Location identification entries
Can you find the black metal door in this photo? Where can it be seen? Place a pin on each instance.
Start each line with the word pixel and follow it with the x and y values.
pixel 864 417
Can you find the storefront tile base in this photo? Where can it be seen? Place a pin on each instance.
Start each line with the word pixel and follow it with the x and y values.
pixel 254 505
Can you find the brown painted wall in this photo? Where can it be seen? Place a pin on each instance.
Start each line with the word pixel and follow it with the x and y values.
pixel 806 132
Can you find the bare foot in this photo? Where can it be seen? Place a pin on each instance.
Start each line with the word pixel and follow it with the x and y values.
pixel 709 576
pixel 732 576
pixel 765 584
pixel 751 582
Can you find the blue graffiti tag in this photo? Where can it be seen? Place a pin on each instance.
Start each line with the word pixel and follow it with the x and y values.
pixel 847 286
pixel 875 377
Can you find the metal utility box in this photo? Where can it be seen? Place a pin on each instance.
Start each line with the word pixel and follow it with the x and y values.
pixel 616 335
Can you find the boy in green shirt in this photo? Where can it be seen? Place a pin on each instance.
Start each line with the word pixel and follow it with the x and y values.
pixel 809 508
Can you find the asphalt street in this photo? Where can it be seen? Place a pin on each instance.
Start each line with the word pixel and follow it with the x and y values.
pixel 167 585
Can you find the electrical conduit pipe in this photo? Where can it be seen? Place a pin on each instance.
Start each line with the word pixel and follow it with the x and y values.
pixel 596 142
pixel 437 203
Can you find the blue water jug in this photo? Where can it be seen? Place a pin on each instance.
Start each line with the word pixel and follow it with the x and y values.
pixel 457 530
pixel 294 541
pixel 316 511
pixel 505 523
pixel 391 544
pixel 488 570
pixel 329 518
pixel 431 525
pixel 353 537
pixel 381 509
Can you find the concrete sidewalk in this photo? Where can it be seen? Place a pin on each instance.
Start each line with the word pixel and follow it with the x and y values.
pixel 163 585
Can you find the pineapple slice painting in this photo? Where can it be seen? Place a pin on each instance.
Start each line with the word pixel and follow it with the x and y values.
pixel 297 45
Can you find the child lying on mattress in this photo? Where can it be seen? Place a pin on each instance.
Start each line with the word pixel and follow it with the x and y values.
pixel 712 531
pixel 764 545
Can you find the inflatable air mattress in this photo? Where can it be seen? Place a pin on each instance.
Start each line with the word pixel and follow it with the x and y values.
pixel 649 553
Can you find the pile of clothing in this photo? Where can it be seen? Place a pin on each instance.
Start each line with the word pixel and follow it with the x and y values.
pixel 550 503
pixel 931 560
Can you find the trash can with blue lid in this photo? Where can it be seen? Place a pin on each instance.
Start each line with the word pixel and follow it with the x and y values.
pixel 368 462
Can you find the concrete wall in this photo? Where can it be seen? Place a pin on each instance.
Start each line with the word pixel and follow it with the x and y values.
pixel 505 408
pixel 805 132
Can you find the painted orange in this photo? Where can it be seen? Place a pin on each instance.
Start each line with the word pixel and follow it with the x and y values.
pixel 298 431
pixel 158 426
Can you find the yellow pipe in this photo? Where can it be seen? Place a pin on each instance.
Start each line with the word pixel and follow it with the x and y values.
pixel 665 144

• [WORK REQUIRED]
Arrange every line of the records above as a JSON list of strings, with one string per line and any blank lines left out.

• [PROBLEM SOLUTION]
[
  "Can you find the black metal door in this photo? Where can it be seen? Place a pin on each instance.",
  "Start each line with the word pixel and follow it with the x and y values.",
  "pixel 864 417",
  "Can you find the storefront tile base in this photo? Where can it be seen? Place a pin on each instance.",
  "Start each line with the word pixel and follow it with the x and y values.",
  "pixel 254 505",
  "Can you find the brown painted wall in this photo? Where can it be seen? Place a pin on each instance.",
  "Start each line with the word pixel and follow it with the x and y values.",
  "pixel 806 132",
  "Can you find the bare foot in this photo? Where can it be seen? Place a pin on each instance.",
  "Start each line with the word pixel and follow it with the x and y values.",
  "pixel 709 576",
  "pixel 732 576",
  "pixel 765 584",
  "pixel 751 582",
  "Can you find the blue graffiti tag in this photo? Where can it be seen? Place a pin on each instance.",
  "Start each line with the word pixel and follow it with the x and y values.",
  "pixel 847 286",
  "pixel 875 377",
  "Can you find the metal utility box in this photo? Where can it be seen? Place a pin on each instance.",
  "Start each line with the word pixel and follow it with the x and y values.",
  "pixel 616 335",
  "Can you find the boy in green shirt in this photo? Where can it be seen? Place a pin on each instance.",
  "Start each line with the word pixel and follow it with the x and y values.",
  "pixel 809 508",
  "Can you find the asphalt street in this photo? Where can it be seen? Place a pin on each instance.",
  "Start each line with the word pixel and follow it with the x and y values.",
  "pixel 167 585",
  "Can you find the electrical conduit pipe in this photo? Where can it be seen? Place a pin on each instance.",
  "Start each line with the word pixel and follow it with the x and y values.",
  "pixel 596 142",
  "pixel 437 203",
  "Can you find the blue water jug in this photo? Where can it be seen? Place a pin on each instance.",
  "Start each line with the word pixel and follow it with the x and y values.",
  "pixel 457 530",
  "pixel 294 541",
  "pixel 316 511",
  "pixel 505 523",
  "pixel 391 544",
  "pixel 488 570",
  "pixel 329 518",
  "pixel 431 525",
  "pixel 353 537",
  "pixel 381 509",
  "Can you find the concrete sidewalk in this photo? Where can it be seen? Place a pin on each instance.",
  "Start each line with the word pixel and follow it with the x and y values.",
  "pixel 163 585",
  "Can you find the pineapple slice painting in this photo? Where can it be seen? Place a pin on each instance.",
  "Start each line with the word pixel and follow it with the x and y values.",
  "pixel 297 45",
  "Can you find the child lying on mattress in this photo? Where can it be seen? Place a pin on each instance.",
  "Start each line with the word pixel and follow it with the x and y values.",
  "pixel 712 531",
  "pixel 764 545",
  "Can you find the inflatable air mattress in this photo? Where can it be seen? Place a pin on each instance.",
  "Start each line with the word pixel and follow it with the x and y values.",
  "pixel 649 553",
  "Can you find the pile of clothing in this photo? Where can it be seen? Place a pin on each instance.",
  "Start each line with the word pixel and follow it with the x and y values.",
  "pixel 550 503",
  "pixel 931 560",
  "Can you find the trash can with blue lid in this photo? Where can it be seen? Place a pin on each instance.",
  "Start each line with the word pixel and follow it with the x and y values.",
  "pixel 368 462",
  "Can you find the concrete wall in this photo? Where can it be seen? Place a pin on each instance.",
  "Start each line with the word pixel and follow it with the x and y values.",
  "pixel 505 408",
  "pixel 805 132",
  "Can you find the painted orange in this photo? Where can it be seen? Place a pin on each instance.",
  "Start each line with the word pixel and follow it with the x and y values.",
  "pixel 298 431",
  "pixel 158 426",
  "Can you find the yellow pipe in this photo? Where can it be seen? Place a pin on each instance.",
  "Start each line with the word pixel and follow it with the x and y values.",
  "pixel 665 144"
]